◆ **HOW TO COMPLETE THIS TASK**: Can you present everything from the start of the entries down to and including the line containing "positive clicks: (138, 1109)" as a Markdown table with the columns Row and Text, giving each line a number and leaving out blank lines?
### THE DATA
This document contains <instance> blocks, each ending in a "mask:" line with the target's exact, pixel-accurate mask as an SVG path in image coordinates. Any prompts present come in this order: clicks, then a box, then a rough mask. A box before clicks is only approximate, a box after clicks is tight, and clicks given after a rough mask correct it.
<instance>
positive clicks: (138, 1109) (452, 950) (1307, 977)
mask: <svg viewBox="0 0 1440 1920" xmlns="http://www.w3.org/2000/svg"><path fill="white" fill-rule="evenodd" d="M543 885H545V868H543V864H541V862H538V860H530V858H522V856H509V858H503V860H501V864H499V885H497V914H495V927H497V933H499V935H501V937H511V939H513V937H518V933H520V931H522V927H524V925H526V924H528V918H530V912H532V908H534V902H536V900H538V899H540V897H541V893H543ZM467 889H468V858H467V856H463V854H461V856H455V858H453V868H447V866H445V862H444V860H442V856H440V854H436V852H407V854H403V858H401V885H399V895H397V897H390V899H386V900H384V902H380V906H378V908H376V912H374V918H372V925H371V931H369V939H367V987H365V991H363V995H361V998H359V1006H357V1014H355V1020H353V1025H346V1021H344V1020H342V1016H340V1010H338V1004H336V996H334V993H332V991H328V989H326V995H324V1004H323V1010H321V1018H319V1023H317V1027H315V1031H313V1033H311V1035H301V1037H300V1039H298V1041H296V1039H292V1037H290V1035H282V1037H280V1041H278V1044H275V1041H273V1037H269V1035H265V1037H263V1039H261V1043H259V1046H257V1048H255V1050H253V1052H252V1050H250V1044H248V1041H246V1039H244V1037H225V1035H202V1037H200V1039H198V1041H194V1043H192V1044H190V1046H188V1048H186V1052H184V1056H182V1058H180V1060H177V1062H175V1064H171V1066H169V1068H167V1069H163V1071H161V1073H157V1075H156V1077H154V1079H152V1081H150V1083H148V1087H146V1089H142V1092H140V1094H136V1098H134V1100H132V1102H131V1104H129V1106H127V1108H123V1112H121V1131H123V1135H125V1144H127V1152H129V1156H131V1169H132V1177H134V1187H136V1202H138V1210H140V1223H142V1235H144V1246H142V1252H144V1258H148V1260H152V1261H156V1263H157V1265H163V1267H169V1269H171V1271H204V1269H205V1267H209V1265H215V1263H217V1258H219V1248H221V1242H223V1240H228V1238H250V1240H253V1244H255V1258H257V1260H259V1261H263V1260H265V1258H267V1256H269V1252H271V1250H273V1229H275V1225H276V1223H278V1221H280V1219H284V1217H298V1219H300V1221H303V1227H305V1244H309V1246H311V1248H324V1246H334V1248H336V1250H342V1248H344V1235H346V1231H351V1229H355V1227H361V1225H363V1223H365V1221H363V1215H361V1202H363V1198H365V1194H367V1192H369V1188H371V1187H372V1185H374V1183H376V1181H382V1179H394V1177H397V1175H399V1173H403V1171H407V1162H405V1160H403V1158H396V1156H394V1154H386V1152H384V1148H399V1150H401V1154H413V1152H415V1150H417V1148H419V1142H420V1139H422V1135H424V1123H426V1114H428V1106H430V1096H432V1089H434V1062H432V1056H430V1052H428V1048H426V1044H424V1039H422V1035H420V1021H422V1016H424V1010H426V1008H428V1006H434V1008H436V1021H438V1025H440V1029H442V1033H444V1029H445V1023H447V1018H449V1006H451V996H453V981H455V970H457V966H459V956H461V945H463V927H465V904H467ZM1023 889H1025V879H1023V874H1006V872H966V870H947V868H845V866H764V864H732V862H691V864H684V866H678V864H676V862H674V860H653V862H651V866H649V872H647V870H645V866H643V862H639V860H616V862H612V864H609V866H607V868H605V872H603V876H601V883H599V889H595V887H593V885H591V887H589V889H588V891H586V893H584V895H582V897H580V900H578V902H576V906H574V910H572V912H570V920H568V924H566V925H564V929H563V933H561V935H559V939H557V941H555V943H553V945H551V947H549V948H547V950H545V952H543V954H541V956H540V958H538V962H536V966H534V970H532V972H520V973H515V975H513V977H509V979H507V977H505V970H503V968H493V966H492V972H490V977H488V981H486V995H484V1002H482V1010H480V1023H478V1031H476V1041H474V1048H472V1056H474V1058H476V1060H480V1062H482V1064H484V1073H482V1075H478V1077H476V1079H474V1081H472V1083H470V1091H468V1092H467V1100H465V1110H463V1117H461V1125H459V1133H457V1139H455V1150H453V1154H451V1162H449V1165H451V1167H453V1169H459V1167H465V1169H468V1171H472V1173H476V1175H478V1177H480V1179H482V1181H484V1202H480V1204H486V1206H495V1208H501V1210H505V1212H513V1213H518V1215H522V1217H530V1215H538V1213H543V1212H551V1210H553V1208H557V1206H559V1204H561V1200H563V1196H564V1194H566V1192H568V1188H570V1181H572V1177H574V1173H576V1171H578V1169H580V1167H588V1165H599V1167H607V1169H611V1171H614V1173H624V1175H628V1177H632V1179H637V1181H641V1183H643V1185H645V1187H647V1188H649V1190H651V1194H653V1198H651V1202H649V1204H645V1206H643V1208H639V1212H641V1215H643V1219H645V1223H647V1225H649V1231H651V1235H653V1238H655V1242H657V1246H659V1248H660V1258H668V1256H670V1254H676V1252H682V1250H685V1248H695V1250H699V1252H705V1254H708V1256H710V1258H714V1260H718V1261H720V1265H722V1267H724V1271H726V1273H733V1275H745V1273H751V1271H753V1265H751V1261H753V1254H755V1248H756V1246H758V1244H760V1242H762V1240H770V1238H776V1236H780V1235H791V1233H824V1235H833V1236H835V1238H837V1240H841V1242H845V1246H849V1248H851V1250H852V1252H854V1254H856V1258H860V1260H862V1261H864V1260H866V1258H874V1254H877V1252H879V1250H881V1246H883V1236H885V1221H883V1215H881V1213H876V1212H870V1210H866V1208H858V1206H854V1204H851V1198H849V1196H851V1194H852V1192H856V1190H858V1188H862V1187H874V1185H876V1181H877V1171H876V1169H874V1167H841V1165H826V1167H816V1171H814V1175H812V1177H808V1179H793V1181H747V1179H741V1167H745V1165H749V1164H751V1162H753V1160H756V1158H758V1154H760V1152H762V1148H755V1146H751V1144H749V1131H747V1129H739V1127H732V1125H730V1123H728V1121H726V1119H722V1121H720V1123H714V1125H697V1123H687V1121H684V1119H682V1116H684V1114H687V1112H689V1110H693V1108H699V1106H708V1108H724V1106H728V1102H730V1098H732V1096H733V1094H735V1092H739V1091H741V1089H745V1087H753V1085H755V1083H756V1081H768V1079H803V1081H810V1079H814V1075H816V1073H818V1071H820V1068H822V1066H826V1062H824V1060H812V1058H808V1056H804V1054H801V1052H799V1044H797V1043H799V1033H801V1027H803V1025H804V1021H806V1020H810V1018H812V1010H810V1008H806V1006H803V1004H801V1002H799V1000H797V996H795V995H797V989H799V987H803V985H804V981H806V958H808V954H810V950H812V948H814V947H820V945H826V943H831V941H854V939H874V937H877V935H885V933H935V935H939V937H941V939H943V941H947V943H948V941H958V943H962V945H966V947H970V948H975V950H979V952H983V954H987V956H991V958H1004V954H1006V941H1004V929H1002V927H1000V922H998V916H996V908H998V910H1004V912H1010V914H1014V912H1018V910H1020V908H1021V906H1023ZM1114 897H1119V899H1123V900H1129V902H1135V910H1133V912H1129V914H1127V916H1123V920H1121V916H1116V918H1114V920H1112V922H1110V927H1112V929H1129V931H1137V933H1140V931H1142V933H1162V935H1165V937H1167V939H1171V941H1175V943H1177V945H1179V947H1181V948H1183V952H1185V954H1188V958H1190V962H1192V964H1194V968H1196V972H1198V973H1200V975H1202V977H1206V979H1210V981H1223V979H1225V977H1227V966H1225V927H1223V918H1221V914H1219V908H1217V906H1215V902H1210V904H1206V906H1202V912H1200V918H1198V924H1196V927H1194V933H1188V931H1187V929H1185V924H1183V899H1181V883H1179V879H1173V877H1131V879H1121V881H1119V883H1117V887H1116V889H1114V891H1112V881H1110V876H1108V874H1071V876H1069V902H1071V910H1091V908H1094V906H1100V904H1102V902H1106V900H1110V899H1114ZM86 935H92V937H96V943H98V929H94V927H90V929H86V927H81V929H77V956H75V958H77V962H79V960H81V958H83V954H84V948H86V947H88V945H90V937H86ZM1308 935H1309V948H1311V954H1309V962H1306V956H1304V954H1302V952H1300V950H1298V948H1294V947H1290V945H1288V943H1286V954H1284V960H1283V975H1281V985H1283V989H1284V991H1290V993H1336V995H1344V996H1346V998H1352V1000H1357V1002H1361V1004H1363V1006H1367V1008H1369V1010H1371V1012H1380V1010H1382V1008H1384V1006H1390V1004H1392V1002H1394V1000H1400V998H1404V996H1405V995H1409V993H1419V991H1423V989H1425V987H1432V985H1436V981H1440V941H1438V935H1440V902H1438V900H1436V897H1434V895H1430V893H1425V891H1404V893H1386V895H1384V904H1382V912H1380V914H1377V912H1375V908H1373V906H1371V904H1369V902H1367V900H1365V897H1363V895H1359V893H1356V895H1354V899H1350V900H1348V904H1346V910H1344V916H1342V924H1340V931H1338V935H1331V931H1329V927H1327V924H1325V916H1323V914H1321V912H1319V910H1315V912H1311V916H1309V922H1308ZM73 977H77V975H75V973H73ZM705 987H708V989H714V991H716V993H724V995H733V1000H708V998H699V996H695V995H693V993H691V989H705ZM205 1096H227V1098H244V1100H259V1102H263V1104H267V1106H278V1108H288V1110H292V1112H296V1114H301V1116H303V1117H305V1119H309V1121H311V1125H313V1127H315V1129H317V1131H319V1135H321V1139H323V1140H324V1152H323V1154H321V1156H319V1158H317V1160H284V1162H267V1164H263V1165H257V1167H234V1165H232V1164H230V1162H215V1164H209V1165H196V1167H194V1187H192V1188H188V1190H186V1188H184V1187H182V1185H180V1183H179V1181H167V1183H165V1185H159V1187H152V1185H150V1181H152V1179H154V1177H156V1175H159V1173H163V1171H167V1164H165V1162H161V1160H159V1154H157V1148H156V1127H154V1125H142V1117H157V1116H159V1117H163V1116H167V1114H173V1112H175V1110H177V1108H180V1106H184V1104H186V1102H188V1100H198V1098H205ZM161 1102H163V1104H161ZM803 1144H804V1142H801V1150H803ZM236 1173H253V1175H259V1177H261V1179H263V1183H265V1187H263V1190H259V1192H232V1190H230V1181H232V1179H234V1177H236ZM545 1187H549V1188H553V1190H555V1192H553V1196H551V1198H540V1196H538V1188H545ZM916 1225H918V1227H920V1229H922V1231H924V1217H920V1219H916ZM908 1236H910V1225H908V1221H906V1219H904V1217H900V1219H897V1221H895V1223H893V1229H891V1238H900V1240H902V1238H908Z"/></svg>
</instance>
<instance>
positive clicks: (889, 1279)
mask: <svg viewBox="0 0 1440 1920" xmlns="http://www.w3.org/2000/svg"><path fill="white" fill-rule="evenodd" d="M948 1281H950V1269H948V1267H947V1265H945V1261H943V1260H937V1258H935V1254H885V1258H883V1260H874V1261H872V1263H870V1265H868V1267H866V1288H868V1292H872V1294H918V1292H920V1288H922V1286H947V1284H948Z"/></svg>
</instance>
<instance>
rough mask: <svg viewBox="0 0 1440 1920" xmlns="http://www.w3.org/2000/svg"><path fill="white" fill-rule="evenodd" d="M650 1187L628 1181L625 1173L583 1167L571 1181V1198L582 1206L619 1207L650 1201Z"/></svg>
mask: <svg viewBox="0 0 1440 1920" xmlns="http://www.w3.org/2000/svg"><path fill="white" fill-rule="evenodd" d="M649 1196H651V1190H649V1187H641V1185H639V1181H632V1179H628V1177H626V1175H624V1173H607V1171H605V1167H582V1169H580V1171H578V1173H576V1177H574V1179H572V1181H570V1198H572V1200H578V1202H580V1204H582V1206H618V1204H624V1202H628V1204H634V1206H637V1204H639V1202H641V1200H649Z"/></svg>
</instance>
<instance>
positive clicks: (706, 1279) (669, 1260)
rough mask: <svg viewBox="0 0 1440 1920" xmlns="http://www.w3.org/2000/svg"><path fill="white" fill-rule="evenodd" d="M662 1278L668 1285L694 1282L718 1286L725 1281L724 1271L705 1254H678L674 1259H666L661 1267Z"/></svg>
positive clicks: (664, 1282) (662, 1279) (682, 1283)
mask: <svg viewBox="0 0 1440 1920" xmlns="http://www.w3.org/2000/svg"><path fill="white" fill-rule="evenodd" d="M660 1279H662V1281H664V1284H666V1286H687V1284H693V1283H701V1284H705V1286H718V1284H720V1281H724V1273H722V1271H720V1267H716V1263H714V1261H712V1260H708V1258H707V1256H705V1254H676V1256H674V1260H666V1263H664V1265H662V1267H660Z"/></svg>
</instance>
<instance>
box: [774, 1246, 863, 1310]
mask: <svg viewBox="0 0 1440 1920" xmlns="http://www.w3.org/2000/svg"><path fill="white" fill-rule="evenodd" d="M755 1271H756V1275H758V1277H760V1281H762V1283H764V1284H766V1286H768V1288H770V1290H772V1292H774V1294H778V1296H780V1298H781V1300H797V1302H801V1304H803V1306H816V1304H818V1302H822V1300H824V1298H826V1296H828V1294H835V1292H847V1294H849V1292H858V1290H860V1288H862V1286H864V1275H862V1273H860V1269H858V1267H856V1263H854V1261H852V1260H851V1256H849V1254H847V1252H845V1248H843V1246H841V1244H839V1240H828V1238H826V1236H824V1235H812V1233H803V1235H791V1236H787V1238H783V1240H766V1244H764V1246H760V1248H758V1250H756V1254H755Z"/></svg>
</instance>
######
◆ **ANSWER FOR THE TASK**:
| Row | Text |
|---|---|
| 1 | This document contains <instance> blocks, each ending in a "mask:" line with the target's exact, pixel-accurate mask as an SVG path in image coordinates. Any prompts present come in this order: clicks, then a box, then a rough mask. A box before clicks is only approximate, a box after clicks is tight, and clicks given after a rough mask correct it. |
| 2 | <instance> |
| 3 | positive clicks: (138, 1109) (452, 950) (1307, 977) |